:: Exercise description ::
The answer must be every line of the data that holds the word "double".

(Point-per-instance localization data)

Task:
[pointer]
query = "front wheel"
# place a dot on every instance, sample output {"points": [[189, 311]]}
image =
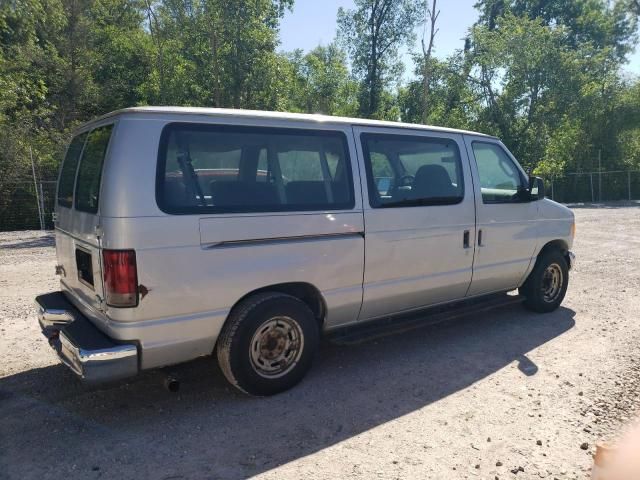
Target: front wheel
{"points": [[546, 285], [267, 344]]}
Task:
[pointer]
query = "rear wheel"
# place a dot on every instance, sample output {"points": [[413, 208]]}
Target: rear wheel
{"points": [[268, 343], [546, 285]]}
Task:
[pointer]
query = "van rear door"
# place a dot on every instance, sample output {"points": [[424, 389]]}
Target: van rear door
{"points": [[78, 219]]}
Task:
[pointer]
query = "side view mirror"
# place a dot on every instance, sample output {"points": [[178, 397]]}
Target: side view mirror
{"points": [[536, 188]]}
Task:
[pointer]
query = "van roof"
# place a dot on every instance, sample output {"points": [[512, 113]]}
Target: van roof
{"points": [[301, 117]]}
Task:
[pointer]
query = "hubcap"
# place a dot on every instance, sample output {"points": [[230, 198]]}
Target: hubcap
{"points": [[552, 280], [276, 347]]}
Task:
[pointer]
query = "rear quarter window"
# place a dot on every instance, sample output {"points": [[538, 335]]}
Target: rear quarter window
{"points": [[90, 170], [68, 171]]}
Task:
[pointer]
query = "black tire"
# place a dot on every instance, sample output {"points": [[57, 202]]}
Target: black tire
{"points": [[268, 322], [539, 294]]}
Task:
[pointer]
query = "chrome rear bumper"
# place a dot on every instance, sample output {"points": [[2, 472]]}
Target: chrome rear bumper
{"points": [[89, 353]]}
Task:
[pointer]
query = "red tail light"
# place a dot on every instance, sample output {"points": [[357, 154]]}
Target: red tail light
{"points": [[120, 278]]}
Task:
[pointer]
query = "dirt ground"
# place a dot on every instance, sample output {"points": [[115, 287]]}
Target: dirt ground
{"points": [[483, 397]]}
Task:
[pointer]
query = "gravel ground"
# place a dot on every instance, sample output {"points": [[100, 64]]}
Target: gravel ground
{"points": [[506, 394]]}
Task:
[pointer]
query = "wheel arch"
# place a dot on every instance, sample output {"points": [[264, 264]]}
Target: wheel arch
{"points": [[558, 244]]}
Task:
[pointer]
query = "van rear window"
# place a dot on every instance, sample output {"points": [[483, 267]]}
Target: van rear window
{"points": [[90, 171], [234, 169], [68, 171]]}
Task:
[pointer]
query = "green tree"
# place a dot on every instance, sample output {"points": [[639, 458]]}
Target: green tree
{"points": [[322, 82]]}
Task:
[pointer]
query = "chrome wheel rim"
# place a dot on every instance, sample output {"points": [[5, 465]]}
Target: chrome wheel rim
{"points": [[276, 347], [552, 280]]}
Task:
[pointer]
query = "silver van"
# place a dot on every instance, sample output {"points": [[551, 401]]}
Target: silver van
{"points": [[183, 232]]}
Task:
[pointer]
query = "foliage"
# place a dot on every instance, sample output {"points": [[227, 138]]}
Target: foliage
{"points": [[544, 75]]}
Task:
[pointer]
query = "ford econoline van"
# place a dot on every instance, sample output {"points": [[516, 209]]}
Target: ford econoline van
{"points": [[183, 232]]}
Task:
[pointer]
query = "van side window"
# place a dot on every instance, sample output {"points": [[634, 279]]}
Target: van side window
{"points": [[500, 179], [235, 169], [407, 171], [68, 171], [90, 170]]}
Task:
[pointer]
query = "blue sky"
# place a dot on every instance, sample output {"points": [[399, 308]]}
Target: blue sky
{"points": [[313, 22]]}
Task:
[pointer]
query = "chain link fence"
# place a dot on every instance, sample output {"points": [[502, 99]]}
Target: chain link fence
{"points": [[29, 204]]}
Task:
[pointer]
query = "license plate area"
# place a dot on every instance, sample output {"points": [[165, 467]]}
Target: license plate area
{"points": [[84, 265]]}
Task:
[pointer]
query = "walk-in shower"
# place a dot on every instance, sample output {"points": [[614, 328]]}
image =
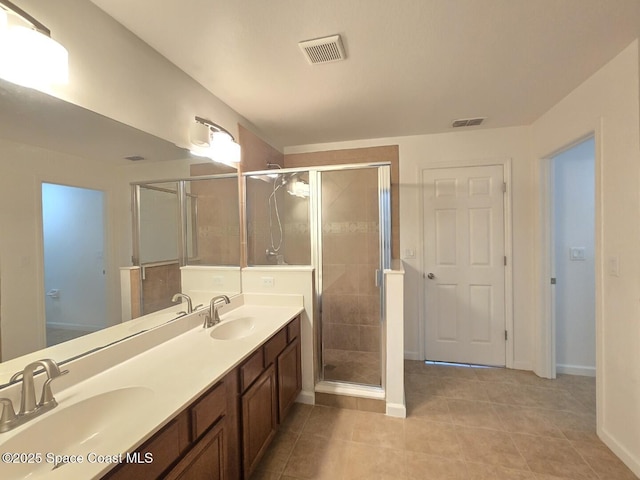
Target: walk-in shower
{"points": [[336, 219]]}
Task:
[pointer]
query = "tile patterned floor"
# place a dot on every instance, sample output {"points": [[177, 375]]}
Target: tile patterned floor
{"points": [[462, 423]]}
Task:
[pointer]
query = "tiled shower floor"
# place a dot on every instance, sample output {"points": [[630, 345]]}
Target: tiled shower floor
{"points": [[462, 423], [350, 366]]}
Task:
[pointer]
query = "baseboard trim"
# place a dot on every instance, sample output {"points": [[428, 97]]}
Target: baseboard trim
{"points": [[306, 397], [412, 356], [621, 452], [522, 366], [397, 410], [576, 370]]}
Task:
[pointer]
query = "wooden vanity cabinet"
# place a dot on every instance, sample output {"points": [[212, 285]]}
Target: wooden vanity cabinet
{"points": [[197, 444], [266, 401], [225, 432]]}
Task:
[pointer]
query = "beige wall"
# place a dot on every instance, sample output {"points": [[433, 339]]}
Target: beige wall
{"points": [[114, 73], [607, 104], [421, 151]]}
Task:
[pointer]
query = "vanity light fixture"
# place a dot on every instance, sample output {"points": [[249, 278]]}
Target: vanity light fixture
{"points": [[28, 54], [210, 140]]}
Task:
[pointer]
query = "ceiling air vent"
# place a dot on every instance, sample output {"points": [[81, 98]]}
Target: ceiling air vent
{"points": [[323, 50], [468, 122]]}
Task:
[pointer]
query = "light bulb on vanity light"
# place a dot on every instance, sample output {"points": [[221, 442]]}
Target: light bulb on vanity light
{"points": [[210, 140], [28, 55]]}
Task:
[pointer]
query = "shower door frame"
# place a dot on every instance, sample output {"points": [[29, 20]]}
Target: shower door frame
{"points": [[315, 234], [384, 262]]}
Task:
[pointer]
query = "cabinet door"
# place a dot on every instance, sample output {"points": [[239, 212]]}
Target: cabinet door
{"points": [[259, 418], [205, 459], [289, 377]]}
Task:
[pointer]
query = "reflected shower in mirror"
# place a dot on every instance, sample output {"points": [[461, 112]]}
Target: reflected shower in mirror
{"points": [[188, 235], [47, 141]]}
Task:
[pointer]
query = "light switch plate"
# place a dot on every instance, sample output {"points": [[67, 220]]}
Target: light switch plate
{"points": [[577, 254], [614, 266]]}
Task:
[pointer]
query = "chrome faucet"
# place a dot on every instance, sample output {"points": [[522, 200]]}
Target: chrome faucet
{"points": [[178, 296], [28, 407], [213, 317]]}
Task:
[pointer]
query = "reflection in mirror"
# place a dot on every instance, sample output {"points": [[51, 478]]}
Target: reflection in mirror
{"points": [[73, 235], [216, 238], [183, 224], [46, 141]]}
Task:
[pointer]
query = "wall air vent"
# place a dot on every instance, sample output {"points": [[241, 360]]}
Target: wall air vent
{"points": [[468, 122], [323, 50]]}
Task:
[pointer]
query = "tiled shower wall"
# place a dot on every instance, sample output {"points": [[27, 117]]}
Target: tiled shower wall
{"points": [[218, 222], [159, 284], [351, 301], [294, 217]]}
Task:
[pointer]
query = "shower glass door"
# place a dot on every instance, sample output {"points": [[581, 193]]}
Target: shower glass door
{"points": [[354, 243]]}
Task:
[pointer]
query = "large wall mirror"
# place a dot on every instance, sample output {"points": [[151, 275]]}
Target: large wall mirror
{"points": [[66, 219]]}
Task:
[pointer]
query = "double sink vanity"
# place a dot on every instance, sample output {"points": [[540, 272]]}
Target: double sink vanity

:: Answer section ::
query = "double sink vanity"
Target: double sink vanity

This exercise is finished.